## DATA
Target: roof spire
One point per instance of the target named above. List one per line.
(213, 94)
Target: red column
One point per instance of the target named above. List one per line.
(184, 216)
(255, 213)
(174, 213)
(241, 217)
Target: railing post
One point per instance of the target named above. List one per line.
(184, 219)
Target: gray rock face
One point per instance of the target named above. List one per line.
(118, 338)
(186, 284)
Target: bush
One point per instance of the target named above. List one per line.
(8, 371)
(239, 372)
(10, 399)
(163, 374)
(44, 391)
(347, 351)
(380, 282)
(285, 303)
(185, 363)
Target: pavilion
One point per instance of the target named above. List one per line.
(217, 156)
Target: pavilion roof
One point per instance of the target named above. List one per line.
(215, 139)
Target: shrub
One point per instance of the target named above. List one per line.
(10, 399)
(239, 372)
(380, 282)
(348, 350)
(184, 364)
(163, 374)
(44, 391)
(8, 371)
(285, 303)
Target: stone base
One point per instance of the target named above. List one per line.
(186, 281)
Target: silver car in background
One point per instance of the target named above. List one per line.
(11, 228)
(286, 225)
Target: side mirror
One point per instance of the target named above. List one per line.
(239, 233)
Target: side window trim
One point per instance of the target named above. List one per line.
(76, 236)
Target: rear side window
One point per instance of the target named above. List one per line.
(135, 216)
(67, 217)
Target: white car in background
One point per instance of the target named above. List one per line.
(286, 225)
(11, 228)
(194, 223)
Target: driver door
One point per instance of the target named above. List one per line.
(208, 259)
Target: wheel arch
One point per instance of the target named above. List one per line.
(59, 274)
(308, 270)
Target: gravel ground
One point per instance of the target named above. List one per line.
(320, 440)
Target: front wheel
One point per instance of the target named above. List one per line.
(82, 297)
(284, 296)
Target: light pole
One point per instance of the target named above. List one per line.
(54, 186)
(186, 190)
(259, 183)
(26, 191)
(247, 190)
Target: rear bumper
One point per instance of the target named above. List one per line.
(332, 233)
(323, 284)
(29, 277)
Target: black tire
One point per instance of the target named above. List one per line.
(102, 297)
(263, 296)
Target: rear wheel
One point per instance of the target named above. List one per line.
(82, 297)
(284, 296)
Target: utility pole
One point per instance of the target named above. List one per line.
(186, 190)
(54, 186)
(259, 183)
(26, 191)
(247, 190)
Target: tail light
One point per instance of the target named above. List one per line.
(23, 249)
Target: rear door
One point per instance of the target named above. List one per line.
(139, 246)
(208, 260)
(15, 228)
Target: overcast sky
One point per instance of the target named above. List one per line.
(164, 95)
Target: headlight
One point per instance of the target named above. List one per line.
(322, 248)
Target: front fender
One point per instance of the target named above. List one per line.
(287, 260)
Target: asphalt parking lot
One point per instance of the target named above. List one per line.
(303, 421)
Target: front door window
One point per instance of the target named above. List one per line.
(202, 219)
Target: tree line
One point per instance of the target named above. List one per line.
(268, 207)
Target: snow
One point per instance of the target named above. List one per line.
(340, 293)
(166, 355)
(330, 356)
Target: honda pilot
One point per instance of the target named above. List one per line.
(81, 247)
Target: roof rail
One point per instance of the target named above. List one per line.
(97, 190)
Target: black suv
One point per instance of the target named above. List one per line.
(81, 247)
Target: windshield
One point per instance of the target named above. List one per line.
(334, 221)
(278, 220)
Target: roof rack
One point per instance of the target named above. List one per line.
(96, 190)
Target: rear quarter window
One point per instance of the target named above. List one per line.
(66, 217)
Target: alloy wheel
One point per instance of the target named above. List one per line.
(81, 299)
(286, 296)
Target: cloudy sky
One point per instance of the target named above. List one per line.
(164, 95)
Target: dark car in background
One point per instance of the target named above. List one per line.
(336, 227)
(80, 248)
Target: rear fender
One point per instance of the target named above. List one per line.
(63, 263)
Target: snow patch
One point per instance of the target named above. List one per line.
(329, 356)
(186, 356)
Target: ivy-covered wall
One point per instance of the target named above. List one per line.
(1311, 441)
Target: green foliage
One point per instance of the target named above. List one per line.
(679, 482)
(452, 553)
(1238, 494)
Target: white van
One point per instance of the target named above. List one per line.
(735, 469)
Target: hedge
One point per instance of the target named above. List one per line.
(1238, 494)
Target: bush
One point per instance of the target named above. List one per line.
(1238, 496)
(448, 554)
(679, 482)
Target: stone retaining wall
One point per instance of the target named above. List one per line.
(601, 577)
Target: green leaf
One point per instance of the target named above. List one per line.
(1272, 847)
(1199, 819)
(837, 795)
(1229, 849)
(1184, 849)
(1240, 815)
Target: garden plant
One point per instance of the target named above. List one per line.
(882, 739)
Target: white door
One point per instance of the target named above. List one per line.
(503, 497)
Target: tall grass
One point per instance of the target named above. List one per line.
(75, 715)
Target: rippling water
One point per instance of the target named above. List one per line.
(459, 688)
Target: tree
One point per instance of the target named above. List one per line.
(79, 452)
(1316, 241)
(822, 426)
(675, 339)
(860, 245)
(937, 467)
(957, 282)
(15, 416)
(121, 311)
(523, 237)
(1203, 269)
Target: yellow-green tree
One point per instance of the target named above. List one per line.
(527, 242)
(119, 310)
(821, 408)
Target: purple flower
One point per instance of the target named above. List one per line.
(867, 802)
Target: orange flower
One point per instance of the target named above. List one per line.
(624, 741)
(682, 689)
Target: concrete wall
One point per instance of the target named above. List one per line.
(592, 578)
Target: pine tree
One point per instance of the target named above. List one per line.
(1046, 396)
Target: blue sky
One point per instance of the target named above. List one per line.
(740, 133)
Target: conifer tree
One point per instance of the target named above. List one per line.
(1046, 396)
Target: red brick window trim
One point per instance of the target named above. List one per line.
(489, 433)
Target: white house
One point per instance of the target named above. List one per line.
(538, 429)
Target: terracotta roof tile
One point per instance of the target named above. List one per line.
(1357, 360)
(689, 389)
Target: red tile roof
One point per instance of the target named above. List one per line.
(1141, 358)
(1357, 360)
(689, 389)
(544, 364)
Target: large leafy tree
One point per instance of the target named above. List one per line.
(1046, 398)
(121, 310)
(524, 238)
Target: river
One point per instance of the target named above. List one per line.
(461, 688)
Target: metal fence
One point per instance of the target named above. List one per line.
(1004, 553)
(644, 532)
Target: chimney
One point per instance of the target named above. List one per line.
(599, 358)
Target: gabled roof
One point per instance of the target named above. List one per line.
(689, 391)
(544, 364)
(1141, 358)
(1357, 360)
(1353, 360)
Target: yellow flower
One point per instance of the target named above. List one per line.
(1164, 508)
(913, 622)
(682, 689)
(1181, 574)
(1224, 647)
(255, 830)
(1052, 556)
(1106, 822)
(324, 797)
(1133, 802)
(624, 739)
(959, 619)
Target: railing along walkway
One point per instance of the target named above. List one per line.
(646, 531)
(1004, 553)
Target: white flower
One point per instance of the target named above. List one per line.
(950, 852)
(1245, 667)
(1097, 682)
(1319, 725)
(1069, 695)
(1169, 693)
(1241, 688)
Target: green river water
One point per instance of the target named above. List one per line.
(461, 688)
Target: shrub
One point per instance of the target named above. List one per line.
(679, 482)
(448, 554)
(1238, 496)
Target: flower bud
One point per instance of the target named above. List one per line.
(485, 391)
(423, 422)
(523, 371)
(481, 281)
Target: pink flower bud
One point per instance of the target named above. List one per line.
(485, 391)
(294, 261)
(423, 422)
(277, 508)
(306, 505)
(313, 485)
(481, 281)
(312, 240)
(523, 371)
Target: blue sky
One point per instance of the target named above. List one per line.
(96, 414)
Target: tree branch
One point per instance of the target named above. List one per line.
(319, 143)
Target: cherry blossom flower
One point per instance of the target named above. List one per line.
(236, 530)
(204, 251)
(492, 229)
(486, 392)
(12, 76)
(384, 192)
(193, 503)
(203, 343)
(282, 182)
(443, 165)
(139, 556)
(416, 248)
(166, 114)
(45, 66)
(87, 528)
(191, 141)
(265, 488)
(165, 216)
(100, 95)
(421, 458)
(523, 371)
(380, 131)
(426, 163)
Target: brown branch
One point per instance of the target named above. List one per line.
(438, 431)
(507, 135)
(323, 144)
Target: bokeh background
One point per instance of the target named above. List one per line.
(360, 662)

## YOUR INSTRUCTIONS
Please give back, exactly as it stands above, the stretch from the line with "Target: pine tree" through the line with "Target: green river water", and no line outside it.

## WRITTEN RESPONSE
Target: pine tree
One point per instance of the target named above. List one per line.
(1046, 396)
Target: blue sky
One point per instance of the target named above. List one per line.
(740, 133)
Target: conifer tree
One point per instance of the target named above. List one per line.
(1046, 396)
Target: red brick window trim
One point per instance of the target named above. List one per line.
(489, 433)
Target: white house
One point per instance of the target named above. List one per line.
(538, 429)
Target: terracotta roof tile
One point per instance of the target named above. List one per line.
(1357, 360)
(689, 389)
Target: red tile roof
One point per instance of the target named above. List one per line.
(1141, 358)
(1357, 360)
(689, 389)
(544, 364)
Target: large leafy tree
One point per instance of the target named above. List one per line.
(1046, 398)
(121, 310)
(524, 238)
Target: river
One point per instance of the target named above. List one per line.
(461, 688)
Target: metal fence
One point per instance of the target named above. List one per line.
(1004, 553)
(644, 532)
Target: chimney
One point per instance of the target named above. List one per line.
(599, 358)
Target: gabled roof
One point per instance of the target named above. List one per line.
(689, 391)
(544, 364)
(1141, 358)
(1357, 360)
(1353, 360)
Target: yellow flower
One point per instance of the target named above. List one per line.
(1164, 508)
(913, 622)
(682, 689)
(1181, 574)
(1224, 647)
(255, 830)
(1052, 556)
(1106, 822)
(324, 797)
(1133, 802)
(624, 739)
(959, 619)
Target: railing along walkway
One point per instance of the target named above. List one per line.
(646, 531)
(1004, 553)
Target: white flower
One point per instance of the target named above. List one per line.
(950, 852)
(1245, 667)
(1097, 682)
(1319, 725)
(1069, 695)
(1169, 693)
(1241, 688)
Target: green river water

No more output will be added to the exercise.